Directions for this task ▸
Lines before the one containing "Place one marker on each instance of the woman's" are to be left out; that line and all after it, through the end of the material below, are to be written out exactly.

Dataset excerpts ▸
---+---

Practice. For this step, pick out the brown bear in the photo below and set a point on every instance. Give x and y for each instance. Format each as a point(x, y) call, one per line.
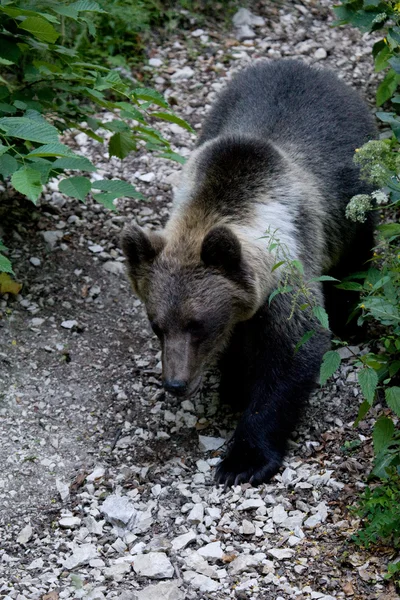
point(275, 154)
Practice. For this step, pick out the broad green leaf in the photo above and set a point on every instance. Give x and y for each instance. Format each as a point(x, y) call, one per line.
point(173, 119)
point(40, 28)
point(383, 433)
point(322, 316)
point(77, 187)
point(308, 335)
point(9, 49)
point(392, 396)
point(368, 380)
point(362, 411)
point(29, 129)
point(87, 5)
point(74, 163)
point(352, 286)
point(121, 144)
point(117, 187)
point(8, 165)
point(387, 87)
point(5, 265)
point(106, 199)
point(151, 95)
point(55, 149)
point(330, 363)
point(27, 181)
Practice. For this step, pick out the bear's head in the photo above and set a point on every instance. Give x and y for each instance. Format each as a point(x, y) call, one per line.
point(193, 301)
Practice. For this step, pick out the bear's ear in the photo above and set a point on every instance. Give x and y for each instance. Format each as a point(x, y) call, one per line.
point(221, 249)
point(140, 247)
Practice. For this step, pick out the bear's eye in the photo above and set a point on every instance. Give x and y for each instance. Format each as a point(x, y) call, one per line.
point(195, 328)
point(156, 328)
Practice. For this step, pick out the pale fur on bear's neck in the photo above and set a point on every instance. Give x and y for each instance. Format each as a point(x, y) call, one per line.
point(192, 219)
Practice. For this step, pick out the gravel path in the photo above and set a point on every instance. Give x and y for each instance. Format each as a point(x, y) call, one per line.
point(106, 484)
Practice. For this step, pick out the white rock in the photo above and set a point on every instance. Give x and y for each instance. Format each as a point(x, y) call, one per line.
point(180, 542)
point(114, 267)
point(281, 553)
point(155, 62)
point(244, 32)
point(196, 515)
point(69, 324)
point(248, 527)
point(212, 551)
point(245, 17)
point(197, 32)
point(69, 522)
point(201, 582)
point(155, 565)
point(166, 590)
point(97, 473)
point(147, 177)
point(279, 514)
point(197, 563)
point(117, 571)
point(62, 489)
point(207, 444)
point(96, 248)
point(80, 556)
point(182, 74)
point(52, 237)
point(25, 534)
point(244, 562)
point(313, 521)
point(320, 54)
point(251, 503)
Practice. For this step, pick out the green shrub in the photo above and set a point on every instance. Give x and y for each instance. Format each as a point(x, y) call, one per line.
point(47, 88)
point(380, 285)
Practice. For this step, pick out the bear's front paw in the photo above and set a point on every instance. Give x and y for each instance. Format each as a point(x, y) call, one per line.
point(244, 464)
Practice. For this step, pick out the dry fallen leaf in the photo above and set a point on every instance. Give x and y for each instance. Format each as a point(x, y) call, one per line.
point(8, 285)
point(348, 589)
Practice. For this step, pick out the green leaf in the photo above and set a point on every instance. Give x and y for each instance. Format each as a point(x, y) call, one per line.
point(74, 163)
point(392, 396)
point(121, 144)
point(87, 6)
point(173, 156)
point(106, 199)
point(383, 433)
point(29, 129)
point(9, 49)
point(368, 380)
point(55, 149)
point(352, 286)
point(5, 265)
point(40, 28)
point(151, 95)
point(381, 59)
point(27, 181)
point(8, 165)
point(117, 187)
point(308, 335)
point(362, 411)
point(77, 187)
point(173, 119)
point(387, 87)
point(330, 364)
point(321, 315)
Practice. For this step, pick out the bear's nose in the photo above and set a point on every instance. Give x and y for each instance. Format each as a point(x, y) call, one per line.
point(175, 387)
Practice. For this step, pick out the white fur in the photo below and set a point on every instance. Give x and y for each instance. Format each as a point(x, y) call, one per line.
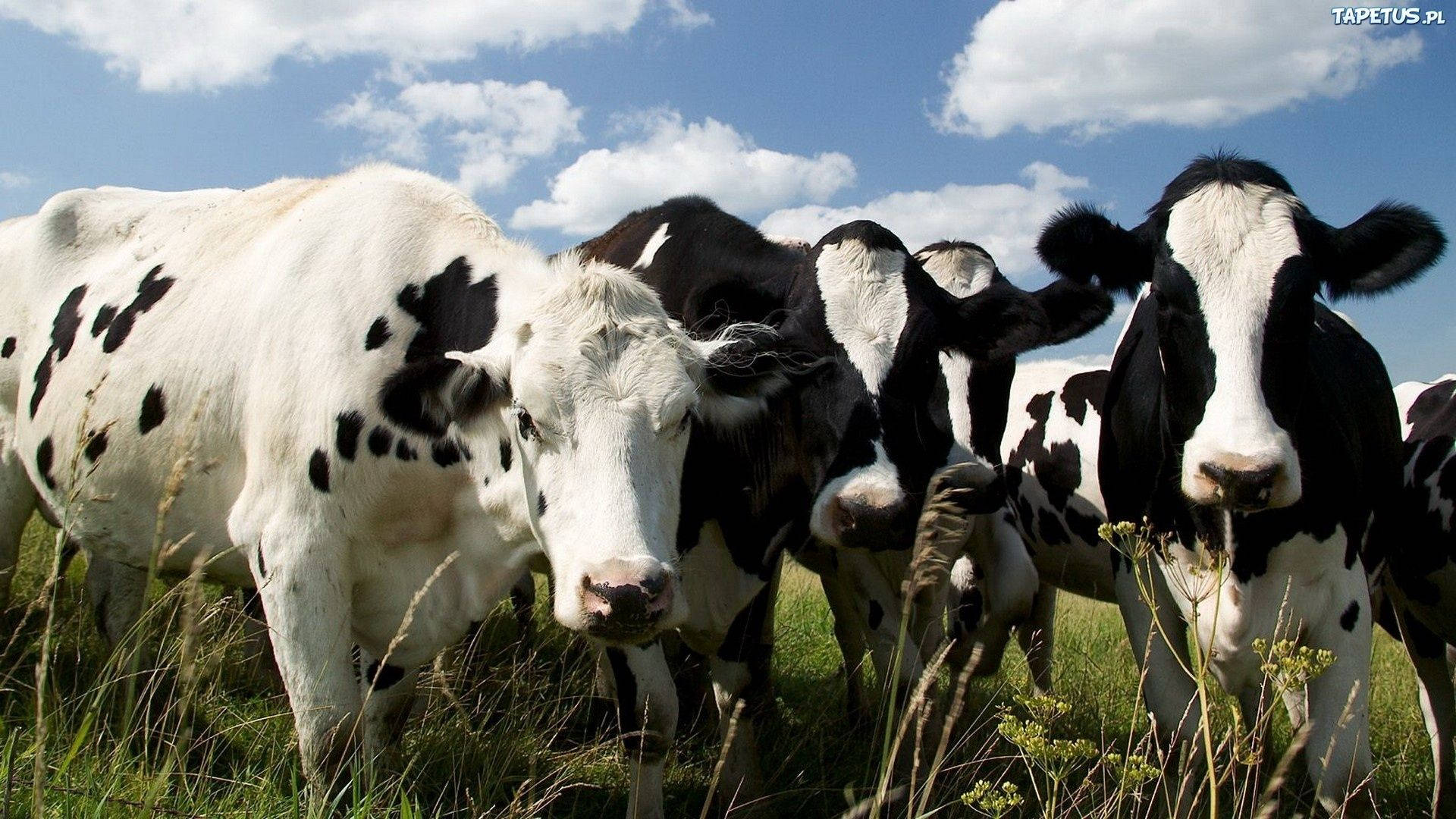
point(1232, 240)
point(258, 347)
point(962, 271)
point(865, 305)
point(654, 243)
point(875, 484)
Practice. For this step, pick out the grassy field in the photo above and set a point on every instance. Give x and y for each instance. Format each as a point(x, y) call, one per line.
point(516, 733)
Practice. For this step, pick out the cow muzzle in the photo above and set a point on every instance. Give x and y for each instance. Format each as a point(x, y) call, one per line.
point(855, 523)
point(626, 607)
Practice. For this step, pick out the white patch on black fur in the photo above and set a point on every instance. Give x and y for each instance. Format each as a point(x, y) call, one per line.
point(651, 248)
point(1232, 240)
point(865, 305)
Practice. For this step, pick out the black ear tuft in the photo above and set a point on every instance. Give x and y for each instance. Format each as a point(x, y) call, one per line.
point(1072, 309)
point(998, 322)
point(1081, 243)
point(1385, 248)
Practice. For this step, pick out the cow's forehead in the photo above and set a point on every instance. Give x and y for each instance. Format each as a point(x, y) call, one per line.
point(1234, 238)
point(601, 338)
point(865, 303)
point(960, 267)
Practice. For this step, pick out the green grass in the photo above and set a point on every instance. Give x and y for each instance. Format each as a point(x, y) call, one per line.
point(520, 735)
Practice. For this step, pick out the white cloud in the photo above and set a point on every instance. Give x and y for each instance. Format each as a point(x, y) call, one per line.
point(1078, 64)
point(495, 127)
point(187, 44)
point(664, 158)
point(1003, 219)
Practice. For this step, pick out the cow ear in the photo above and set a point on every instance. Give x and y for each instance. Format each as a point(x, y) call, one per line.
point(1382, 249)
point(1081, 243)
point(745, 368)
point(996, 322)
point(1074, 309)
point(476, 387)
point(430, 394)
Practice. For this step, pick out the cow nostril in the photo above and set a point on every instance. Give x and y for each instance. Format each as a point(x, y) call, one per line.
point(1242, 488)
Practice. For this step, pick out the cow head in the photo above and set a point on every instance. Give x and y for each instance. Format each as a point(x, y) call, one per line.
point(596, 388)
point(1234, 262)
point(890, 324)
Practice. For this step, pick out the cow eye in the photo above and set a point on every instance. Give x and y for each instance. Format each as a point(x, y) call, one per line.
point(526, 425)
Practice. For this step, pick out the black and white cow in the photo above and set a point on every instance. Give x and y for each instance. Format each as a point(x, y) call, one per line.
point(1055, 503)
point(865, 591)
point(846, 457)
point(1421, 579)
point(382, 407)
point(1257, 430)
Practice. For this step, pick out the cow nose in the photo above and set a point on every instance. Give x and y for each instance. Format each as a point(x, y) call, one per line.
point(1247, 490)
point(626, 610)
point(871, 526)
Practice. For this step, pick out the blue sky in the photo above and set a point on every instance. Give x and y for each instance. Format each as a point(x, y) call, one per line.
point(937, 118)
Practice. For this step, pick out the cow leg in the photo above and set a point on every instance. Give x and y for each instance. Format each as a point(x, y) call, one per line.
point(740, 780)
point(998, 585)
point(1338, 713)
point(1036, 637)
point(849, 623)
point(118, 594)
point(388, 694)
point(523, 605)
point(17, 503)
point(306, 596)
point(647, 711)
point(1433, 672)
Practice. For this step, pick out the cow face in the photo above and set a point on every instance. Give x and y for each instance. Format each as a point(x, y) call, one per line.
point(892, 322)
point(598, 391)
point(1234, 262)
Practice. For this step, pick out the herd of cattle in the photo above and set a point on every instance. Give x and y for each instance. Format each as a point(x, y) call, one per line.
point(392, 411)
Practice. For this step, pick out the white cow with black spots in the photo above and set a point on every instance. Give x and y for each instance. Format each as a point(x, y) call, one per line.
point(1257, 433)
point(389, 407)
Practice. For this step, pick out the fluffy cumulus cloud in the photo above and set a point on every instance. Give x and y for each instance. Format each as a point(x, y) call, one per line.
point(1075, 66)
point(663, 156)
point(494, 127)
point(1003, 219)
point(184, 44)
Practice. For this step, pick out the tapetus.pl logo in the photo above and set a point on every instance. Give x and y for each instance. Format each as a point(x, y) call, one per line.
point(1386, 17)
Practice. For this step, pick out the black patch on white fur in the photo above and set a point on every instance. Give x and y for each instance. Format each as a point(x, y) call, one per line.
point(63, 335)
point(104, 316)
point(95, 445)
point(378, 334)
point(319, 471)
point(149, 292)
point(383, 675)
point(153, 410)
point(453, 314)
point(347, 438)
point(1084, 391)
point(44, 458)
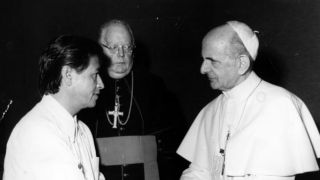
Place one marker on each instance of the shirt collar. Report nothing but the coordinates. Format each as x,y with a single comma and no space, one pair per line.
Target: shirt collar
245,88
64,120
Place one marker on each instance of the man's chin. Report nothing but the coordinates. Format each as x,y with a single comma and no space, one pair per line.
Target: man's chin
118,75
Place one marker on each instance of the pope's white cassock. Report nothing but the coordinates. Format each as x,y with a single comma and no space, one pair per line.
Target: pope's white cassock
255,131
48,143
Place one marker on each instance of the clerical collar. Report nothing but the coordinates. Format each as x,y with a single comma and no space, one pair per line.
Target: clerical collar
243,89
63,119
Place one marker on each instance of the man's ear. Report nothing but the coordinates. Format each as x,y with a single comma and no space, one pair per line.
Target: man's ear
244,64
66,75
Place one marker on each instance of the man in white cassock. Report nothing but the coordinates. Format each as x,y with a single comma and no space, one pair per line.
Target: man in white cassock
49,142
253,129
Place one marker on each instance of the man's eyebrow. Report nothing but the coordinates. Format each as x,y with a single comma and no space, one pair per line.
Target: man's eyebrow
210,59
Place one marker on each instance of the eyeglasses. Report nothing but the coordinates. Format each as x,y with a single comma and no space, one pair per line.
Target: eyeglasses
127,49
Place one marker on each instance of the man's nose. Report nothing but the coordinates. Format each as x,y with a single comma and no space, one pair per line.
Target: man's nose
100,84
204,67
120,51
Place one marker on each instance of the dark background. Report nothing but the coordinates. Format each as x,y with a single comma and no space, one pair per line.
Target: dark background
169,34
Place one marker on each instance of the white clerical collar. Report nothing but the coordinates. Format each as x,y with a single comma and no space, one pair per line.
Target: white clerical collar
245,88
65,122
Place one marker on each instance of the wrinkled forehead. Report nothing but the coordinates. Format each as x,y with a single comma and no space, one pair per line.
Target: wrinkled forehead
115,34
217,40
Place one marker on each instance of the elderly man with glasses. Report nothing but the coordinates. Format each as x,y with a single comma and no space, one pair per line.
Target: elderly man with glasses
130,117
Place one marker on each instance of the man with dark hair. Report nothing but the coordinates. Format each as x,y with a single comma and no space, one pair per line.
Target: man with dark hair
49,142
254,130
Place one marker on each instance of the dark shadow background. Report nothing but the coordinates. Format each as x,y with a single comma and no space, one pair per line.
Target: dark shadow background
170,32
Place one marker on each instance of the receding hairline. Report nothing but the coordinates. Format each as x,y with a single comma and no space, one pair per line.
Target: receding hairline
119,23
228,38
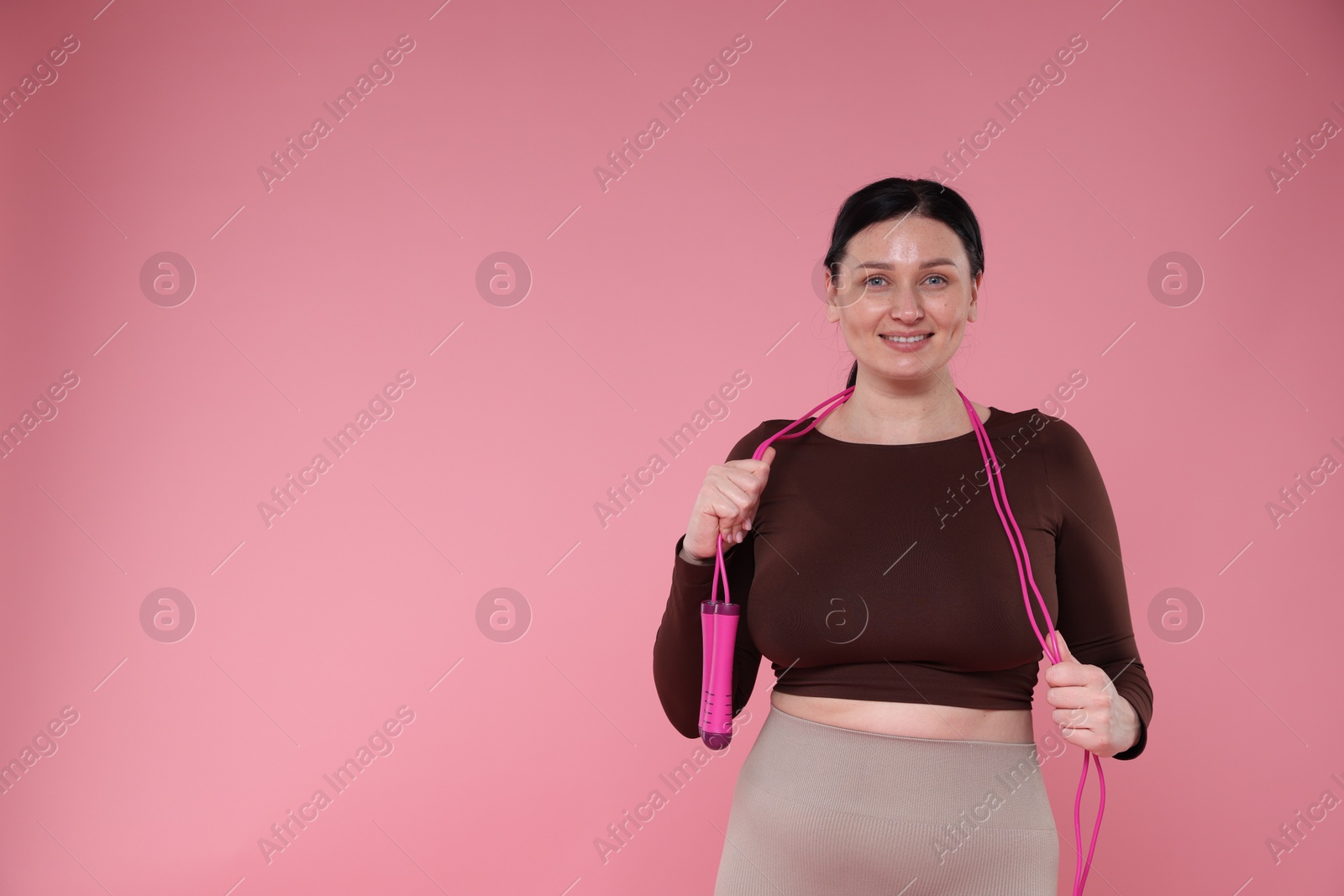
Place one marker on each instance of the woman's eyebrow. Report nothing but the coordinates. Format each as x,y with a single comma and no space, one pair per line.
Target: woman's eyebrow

---+---

Written reply ▸
Place one marker on each instance of the woman's eyebrow. Report nothing but the coordinates. Format each as x,y with a single comma and no space, one pair per line.
Target: woman's eyebrow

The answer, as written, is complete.